Across these entries, count the lines holding the string "below"; the number is the whole answer.

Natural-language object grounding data
╭──

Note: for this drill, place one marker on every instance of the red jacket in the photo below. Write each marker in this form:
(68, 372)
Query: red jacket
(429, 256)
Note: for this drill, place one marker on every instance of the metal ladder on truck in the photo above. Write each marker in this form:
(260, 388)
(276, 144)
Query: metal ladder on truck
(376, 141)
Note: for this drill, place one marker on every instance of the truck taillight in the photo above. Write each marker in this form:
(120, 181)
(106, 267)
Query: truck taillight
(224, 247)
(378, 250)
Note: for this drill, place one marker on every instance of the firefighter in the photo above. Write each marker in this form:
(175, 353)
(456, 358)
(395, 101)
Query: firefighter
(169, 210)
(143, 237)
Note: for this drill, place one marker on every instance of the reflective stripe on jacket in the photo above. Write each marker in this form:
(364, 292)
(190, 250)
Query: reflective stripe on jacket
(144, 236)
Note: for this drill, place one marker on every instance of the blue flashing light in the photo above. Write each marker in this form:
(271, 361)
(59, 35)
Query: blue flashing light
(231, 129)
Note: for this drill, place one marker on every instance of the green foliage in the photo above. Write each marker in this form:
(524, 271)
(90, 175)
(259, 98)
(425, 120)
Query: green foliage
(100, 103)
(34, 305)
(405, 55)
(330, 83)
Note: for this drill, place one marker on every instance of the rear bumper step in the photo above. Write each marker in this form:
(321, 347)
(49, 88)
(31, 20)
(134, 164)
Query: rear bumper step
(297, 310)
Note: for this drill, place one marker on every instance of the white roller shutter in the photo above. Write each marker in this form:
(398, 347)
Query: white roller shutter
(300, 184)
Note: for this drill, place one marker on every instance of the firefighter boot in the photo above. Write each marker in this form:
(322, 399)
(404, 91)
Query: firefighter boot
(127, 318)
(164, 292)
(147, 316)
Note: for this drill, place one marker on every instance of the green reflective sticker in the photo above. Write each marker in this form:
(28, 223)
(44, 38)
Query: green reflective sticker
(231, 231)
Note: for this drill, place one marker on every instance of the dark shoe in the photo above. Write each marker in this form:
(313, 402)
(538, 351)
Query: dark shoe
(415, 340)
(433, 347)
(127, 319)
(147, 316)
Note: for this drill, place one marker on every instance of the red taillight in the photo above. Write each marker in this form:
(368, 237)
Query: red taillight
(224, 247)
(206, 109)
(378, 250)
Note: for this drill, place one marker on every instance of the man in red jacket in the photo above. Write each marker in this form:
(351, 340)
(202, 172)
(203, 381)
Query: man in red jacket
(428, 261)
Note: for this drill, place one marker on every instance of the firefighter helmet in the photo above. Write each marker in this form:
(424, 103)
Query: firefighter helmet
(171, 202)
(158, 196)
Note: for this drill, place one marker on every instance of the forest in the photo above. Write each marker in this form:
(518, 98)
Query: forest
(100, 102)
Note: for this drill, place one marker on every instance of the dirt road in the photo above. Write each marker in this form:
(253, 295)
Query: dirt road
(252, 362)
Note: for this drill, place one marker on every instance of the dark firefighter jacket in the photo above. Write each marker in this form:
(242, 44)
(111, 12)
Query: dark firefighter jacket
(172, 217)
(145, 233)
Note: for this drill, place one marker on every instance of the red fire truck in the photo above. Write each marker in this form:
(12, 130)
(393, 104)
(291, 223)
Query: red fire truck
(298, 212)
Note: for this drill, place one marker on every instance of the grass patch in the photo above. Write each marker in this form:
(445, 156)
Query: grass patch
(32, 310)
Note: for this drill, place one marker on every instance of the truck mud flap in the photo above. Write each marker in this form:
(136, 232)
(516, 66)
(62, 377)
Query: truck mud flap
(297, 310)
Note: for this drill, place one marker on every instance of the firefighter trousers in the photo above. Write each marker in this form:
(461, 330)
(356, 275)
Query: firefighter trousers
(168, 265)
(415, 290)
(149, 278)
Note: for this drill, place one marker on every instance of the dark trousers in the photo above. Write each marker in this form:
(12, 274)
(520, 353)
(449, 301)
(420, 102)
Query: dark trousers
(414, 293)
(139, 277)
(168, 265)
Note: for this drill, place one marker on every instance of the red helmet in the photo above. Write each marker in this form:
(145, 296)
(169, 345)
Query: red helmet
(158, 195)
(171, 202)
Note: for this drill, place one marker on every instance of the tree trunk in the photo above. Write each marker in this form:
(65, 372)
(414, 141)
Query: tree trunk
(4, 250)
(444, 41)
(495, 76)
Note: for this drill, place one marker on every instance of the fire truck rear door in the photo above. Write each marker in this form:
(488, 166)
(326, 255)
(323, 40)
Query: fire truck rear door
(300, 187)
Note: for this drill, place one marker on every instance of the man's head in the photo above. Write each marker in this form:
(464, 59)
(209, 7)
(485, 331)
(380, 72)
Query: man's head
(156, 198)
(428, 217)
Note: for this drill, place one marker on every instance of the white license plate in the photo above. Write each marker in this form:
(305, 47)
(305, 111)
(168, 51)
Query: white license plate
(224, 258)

╰──
╭──

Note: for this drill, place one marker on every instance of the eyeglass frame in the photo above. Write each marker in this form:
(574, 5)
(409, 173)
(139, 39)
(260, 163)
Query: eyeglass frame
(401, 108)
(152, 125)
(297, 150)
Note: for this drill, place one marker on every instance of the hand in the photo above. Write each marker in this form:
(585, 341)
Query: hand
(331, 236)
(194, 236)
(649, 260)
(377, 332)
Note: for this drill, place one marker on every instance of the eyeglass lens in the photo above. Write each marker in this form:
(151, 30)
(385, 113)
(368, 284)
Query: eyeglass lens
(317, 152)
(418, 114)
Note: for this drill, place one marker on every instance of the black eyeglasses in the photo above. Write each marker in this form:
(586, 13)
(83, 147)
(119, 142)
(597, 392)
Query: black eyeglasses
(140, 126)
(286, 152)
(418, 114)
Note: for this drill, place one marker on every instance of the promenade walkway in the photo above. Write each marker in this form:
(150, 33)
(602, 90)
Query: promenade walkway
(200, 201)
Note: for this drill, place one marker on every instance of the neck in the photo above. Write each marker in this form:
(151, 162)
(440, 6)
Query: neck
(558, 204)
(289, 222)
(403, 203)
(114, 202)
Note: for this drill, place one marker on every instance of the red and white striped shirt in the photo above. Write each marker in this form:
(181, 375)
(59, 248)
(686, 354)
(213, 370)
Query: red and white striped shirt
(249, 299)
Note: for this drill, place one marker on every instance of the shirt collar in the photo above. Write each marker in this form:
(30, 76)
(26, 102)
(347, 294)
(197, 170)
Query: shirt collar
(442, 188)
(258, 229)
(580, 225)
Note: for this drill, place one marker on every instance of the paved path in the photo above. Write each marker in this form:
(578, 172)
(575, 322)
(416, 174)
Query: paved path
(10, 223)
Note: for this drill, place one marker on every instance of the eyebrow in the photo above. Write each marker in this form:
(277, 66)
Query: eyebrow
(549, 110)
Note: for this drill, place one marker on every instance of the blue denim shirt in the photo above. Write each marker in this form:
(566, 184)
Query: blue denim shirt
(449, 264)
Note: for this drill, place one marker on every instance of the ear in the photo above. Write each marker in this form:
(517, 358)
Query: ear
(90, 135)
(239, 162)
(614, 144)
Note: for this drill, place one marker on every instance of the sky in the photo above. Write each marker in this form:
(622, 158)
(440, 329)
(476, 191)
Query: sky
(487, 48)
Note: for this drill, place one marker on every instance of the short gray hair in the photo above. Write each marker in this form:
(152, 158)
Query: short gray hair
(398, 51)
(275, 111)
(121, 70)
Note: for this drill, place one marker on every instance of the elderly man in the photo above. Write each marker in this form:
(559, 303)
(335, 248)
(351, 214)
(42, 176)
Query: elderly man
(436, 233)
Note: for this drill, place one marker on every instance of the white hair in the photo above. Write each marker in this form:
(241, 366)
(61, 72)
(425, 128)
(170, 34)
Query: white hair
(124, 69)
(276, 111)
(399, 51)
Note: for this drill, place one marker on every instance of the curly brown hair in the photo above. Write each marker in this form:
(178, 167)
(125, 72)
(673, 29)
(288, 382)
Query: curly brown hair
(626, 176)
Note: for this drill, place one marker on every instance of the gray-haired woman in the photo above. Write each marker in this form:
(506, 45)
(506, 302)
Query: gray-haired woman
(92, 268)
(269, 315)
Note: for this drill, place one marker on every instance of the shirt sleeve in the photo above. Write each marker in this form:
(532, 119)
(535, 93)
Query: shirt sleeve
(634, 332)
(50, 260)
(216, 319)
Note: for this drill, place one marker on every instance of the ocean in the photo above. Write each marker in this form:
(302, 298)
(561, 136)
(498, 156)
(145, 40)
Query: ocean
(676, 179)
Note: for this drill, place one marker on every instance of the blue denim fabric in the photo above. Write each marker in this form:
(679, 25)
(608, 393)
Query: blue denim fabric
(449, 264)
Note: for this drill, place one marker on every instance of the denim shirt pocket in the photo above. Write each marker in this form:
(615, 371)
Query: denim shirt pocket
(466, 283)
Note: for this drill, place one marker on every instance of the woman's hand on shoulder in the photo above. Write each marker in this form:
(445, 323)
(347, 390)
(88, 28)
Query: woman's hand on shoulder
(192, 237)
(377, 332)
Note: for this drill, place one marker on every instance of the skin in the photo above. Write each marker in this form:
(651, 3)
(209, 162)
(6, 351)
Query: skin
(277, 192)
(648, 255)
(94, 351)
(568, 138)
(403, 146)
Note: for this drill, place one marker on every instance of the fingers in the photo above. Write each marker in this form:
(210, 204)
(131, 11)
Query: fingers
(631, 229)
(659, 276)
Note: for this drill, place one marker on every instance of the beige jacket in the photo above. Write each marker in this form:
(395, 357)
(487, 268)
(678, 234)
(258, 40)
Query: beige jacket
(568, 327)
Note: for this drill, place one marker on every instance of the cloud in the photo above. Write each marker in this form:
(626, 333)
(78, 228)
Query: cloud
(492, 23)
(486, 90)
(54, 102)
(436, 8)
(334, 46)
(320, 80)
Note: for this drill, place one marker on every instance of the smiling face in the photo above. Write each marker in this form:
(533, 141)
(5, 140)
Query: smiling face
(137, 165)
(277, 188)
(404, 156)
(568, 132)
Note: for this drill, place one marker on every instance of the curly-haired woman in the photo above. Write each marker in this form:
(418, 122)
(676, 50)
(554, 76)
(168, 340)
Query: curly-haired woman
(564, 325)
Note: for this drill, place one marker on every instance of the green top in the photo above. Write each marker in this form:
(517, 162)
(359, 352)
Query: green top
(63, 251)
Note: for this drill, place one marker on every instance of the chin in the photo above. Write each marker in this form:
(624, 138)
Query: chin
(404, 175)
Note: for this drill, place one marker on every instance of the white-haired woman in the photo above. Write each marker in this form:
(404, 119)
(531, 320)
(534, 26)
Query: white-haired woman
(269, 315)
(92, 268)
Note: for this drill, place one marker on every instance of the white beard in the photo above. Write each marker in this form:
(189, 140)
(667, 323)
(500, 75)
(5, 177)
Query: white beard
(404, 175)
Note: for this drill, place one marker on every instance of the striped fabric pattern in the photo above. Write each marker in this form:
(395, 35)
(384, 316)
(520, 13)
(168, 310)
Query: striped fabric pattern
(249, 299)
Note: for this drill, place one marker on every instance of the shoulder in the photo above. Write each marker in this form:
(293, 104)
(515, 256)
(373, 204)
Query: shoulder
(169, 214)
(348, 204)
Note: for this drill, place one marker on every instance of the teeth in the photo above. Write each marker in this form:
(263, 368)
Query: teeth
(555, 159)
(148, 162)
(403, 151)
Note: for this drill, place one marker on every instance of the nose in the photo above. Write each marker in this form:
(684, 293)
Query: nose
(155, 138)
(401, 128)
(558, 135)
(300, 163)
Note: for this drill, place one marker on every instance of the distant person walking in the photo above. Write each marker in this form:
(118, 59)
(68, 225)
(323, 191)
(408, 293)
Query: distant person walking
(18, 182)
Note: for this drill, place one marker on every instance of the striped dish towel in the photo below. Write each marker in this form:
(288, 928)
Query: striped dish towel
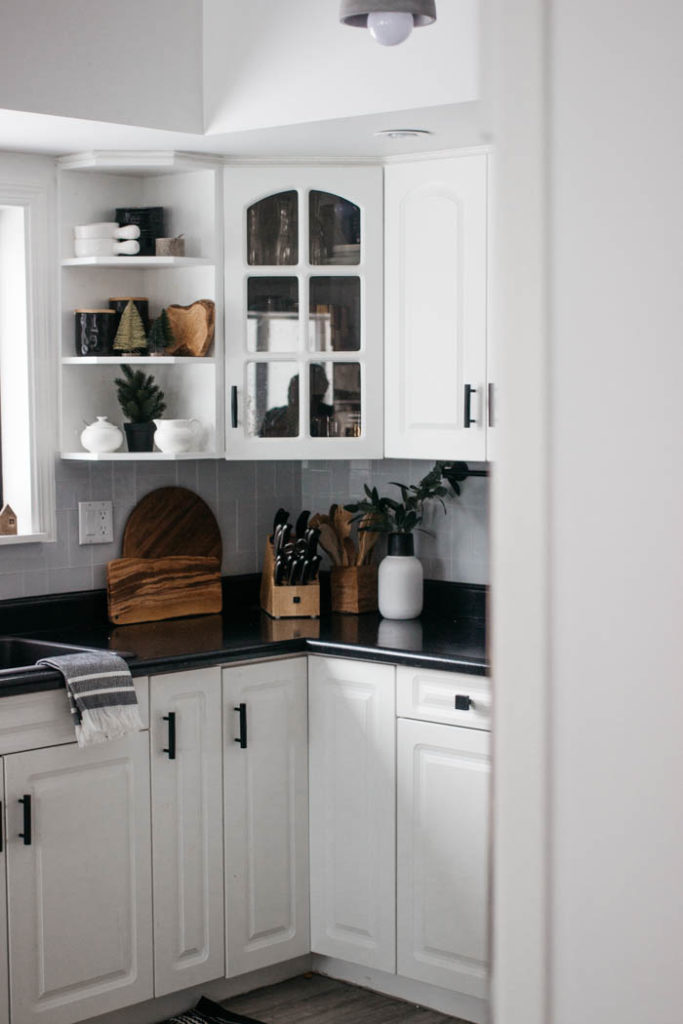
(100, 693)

╰──
╭──

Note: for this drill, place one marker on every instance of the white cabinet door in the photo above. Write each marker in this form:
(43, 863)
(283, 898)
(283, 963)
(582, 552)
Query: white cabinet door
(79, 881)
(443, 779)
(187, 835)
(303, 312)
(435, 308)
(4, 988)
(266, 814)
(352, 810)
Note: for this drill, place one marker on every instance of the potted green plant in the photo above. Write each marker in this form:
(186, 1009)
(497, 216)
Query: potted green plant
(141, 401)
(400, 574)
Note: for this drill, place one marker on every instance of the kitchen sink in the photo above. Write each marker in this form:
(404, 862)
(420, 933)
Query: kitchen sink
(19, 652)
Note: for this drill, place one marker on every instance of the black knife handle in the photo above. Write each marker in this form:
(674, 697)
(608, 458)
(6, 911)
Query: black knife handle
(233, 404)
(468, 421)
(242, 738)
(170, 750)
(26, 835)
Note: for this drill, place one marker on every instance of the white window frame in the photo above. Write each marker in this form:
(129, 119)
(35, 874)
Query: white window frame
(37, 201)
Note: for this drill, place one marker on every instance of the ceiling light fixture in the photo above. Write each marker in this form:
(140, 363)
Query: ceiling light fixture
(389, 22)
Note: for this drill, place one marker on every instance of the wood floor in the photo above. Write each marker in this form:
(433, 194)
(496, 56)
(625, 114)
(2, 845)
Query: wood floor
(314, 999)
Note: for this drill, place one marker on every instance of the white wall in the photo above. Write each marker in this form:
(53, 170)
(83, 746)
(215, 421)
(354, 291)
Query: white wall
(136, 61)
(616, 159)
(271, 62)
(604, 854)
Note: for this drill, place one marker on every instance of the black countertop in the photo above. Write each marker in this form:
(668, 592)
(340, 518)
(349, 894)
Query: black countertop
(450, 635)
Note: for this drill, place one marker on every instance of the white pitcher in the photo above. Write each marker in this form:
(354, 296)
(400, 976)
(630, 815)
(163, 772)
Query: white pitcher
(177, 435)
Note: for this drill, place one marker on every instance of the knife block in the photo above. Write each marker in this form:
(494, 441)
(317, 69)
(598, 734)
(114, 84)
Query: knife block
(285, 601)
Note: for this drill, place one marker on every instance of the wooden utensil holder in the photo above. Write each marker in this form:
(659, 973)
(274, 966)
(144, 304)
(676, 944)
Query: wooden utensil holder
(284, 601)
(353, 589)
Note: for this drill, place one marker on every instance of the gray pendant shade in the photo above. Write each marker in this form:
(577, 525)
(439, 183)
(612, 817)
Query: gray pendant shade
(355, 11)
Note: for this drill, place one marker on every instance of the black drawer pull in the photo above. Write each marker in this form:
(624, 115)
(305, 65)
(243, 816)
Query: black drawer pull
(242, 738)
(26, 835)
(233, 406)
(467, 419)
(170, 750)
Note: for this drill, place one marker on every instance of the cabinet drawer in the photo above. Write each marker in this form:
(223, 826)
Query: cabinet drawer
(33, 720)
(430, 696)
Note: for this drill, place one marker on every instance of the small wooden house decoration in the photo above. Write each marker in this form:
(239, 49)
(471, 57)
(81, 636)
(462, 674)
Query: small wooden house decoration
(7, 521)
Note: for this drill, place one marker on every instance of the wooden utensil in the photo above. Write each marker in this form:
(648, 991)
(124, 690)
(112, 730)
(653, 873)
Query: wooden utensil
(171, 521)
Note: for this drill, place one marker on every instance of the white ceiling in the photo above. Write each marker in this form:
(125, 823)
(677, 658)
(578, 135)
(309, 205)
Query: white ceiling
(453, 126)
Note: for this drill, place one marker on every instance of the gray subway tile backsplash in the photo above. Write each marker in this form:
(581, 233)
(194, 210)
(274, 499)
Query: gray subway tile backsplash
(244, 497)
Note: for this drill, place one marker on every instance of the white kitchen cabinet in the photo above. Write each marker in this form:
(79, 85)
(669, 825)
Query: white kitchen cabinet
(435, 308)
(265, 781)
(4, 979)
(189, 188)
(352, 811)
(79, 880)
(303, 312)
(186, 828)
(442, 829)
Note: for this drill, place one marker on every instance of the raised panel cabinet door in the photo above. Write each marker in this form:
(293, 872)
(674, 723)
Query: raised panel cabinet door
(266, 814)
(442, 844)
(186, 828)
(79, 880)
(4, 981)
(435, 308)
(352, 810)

╰──

Solved problem → 2